_Provided passage:_
=======
Telling Their Stories

By Joharah Baker

Just about everyone is talking about the impending prisoner swap between Hamas and Israel. Media sources have hinted that the exchange will be culminated within days, with tens of hundreds of Palestinian prisoners being released from Israeli prisons in exchange for a single Israeli soldier, Gilad Shalit.

So far, there have been conflicting media reports about the details of the swap. Some sources have said Israel has accepted the release of the 450 Hamas-affiliated prisoners the movement is demanding while Israeli sources have insisted that only 300 of these have received clearance for release. While the Palestinians are expecting at least 1,000 of their sons and daughters to be released in the exchange, exact numbers have not yet been agreed on.

In the midst of these sterile reports about numbers and dates, there is a tendency to forget the flesh and blood behind them. It is true that politics requires an amount of distance in order not to become bogged down with emotions and therefore unable to forge political paths and reach aspired for goals. However, it is also equally as important not to forget the human beings for which these paths are being paved.

If it were not for a brief encounter with an old friend, I too would continue to be guilty of this very vice. However, meeting Fatimeh on the steps of Damascus Gate reminded me that every prisoner counts, every man, woman or child behind Israeli bars has someone waiting for them, hoping that their name will be on the lucky list of those sent home to their families.

Fatimeh’s husband has been in jail for eight years now. Without a doubt, that is a long time no matter the circumstances. However, add to this Fatimeh’s own story, the eight years must feel like so much more.

Fatimeh is young, in her early thirties. Doe-eyed and petite, she is soft spoken and greets you with a wide smile. But her life has not been easy, not even close. Married very young to the "love of her life", Fatimeh almost immediately became pregnant and had a son. The pregnancy with her daughter was not far behind. However, just months after she was born, and less than three years after their wedding, her husband, Mejd was arrested in Jerusalem and sentenced to 21 years in prison for alleged involvement in planting a car bomb in west Jerusalem.
=======
_Provided material:_
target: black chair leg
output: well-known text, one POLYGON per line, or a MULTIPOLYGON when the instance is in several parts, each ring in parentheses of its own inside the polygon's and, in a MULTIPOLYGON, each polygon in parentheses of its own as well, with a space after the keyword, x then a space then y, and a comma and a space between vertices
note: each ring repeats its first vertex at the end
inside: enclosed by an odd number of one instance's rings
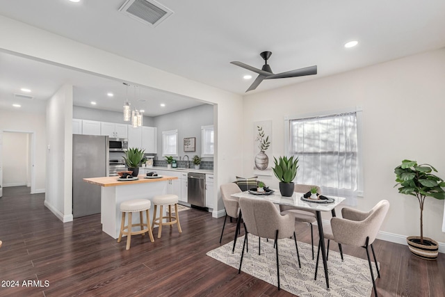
=======
_Challenges:_
1. Return the passage of "Telling Their Stories" from "By Joharah Baker" up to and including "been agreed on.", copied word for word.
2. Resume the article about the prisoner swap, picking up after its final sentence.

_Written responses:_
1.
By Joharah Baker

Just about everyone is talking about the impending prisoner swap between Hamas and Israel. Media sources have hinted that the exchange will be culminated within days, with tens of hundreds of Palestinian prisoners being released from Israeli prisons in exchange for a single Israeli soldier, Gilad Shalit.

So far, there have been conflicting media reports about the details of the swap. Some sources have said Israel has accepted the release of the 450 Hamas-affiliated prisoners the movement is demanding while Israeli sources have insisted that only 300 of these have received clearance for release. While the Palestinians are expecting at least 1,000 of their sons and daughters to be released in the exchange, exact numbers have not yet been agreed on.

2.
It has been hardship for Fatimeh ever since. Raising two children on her own and having to deal with the pressures of society on single mothers, she is surprisingly strong. She explains to me how it is difficult to make ends meet, how she must work to put her children through school. She does not waver in her determination to make the best life possible for her children and to remain loyal to the man she wed.

It is only when I express my hope that Mejd will be released in the prisoner exchange does Fatimeh’s anguish push through her metal-strong will. "Inshallah!" she almost shouts, "God willing!" She begins to gush about how hard it has been for her, how much she wants her husband by her side and how she doesn’t want to raise her hopes too much just in case he is not on the list.

No doubt, my heart went out to her as I can only imagine how difficult it must be to raise to children alone with a husband languishing in an Israeli prison, his only real crime being love for his country. Mejd was not responsible for any Israeli deaths or injuries, but is still serving a lengthy sentence, basically because of Israel’s desire to squash any spark of resistance in young fervent Palestinians.

Which brings me back to my first point. Just like this single prisoner has a story, a wife and children waiting anxiously for him, so do the 10,000 or so other Palestinian political prisoners now in Israeli prisons. It is easy to brush aside the human aspect of an entire cause, one that is often put on the negotiating table only as a bargaining chip. It is not however, right.

Captured Israeli soldier Gilad Shalit has a story, one which everyone has heard. The Israeli press has ensured that the Israeli public and the world at large know who Shalit is, what his hobbies are, his likes and his dislikes. We have heard from his family how much they miss him and their desire to bring their son home. Israel has succeeded in putting a face and a story to the name, has attached emotional value to something that could have easily been reduced to a mere political maneuver.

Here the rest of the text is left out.